» **INSTRUCTIONS TO FOLLOW**
Search the records for "ceiling" and copy each line that holds it.
*** Opening of RECORD EXCERPTS ***
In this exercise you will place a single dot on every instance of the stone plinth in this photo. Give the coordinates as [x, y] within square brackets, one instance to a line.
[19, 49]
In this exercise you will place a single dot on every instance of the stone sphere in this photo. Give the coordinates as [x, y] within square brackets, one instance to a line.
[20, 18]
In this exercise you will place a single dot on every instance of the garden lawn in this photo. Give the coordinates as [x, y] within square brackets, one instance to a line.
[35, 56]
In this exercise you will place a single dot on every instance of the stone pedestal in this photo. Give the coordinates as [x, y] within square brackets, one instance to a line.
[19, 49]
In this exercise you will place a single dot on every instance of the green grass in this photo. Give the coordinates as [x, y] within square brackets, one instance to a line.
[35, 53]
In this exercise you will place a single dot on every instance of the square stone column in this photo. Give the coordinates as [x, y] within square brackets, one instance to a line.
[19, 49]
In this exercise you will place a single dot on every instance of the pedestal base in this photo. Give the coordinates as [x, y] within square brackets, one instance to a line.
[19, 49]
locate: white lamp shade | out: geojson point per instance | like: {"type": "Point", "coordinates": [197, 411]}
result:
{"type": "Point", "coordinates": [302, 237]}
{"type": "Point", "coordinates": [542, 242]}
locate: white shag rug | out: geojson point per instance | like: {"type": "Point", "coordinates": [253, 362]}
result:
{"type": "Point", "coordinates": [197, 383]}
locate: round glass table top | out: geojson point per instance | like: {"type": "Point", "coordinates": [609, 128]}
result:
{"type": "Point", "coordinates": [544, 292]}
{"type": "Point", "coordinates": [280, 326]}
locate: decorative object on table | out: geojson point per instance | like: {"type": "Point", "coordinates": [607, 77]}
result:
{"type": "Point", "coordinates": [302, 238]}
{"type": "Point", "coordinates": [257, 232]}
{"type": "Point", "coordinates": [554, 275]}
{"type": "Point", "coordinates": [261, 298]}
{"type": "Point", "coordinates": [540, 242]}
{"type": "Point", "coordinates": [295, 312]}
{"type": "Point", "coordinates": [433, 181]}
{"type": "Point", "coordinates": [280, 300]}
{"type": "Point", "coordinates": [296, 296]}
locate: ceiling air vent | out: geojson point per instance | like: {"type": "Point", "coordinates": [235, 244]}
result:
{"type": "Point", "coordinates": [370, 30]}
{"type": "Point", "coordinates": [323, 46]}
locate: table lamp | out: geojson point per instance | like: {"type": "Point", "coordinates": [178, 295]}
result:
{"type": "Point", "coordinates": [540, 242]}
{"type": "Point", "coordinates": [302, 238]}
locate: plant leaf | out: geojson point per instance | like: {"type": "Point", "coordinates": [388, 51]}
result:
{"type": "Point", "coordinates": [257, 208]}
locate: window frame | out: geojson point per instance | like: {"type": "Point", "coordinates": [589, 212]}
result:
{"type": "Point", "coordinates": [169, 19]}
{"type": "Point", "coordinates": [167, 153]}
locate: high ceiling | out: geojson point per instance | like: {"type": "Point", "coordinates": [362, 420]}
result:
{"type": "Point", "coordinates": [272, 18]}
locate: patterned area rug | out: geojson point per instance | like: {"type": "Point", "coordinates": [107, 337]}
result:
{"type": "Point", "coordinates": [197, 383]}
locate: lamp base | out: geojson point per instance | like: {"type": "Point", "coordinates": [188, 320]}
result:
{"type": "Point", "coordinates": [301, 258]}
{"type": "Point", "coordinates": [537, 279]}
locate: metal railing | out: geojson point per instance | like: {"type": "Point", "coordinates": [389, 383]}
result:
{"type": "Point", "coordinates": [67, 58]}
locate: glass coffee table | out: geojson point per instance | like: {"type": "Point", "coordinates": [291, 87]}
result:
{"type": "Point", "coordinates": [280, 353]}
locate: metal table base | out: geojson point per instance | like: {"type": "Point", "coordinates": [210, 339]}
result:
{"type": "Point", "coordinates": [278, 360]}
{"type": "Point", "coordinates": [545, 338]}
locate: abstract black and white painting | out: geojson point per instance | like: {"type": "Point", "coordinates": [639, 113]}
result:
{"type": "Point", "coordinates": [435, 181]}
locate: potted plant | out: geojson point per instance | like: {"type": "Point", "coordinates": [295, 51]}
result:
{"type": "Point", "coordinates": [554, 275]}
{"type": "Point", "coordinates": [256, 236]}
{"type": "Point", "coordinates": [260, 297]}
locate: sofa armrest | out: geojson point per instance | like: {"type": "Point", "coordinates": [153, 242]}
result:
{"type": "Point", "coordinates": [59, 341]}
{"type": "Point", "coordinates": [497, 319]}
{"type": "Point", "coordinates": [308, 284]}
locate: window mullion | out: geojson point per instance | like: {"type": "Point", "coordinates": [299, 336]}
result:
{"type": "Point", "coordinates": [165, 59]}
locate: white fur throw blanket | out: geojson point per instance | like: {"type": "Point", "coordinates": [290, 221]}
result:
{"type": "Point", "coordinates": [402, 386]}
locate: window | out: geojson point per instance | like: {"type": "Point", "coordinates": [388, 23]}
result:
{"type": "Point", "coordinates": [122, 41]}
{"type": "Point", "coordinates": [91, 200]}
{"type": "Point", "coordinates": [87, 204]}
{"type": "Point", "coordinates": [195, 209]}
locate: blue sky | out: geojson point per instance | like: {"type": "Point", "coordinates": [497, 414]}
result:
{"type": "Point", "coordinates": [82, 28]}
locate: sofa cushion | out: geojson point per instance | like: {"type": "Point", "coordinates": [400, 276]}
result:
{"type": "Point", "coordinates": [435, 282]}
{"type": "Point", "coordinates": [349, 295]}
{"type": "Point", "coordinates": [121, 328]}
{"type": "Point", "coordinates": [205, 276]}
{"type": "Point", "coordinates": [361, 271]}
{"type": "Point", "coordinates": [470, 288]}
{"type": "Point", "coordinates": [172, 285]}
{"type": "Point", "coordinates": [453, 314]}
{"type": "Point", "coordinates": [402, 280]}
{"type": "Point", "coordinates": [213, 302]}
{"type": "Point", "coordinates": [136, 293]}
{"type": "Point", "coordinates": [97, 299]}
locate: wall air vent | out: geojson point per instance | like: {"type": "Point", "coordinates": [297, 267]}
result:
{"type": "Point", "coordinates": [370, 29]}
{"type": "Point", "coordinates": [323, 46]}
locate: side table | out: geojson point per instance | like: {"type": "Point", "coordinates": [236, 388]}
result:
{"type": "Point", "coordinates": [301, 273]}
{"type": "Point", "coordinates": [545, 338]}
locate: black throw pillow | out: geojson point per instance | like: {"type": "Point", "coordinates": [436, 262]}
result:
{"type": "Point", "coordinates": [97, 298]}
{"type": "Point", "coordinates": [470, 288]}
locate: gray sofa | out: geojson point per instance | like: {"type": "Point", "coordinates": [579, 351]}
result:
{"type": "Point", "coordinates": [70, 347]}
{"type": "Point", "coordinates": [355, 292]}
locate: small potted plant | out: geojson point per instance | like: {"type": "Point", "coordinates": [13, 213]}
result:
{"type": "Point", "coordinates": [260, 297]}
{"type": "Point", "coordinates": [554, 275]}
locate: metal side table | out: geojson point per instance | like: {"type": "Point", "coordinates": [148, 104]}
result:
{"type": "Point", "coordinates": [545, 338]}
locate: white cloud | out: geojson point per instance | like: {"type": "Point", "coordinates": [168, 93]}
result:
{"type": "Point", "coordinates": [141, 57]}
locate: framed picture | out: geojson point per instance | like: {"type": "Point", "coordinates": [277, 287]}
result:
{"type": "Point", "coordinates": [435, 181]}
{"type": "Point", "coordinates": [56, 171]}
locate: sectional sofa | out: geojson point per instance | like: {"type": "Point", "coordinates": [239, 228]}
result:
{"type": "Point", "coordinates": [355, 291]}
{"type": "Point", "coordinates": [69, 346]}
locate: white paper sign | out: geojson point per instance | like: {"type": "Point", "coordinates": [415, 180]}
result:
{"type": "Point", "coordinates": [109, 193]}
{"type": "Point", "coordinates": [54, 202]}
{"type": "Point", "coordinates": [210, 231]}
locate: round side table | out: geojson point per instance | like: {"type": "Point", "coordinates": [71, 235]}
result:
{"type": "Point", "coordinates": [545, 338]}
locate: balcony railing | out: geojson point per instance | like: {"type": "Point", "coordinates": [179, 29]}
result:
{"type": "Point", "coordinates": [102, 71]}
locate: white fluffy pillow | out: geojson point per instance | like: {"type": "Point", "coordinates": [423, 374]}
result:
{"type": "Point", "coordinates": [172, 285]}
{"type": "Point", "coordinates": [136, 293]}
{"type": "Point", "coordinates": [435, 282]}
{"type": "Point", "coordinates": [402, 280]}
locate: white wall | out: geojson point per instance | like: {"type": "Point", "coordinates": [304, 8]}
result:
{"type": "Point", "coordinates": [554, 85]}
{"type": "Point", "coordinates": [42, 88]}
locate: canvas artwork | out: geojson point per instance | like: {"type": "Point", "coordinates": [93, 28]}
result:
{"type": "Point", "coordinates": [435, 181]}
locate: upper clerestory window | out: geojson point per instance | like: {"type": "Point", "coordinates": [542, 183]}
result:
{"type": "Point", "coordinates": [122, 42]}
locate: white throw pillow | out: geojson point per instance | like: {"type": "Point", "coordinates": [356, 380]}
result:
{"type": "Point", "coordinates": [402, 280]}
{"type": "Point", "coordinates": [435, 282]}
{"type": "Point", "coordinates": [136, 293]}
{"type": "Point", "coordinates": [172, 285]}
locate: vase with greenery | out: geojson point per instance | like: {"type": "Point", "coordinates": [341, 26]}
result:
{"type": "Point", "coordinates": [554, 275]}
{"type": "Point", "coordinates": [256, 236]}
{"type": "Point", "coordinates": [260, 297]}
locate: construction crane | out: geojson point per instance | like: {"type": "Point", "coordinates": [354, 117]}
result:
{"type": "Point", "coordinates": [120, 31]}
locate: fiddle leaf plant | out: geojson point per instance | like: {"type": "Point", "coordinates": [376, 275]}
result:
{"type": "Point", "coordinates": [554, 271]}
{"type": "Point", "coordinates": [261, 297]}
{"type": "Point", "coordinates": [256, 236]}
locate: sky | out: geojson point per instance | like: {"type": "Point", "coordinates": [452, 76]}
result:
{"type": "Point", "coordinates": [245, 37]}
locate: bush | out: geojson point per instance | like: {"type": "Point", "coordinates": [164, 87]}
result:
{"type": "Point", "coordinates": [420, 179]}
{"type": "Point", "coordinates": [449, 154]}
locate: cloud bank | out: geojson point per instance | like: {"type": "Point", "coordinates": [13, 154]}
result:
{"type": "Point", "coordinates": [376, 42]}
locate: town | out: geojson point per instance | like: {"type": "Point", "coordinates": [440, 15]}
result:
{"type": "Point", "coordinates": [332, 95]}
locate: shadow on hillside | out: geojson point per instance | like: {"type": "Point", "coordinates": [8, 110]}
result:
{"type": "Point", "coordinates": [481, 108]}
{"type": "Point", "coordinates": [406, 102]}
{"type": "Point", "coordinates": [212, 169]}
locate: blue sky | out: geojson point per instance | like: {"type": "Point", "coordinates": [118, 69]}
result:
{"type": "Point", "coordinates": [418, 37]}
*** Close of RECORD EXCERPTS ***
» **ANSWER TO THE EXERCISE**
locate: ceiling air vent | out: geojson point per instance | like: {"type": "Point", "coordinates": [235, 244]}
locate: high ceiling | out: geojson point per instance | like: {"type": "Point", "coordinates": [362, 420]}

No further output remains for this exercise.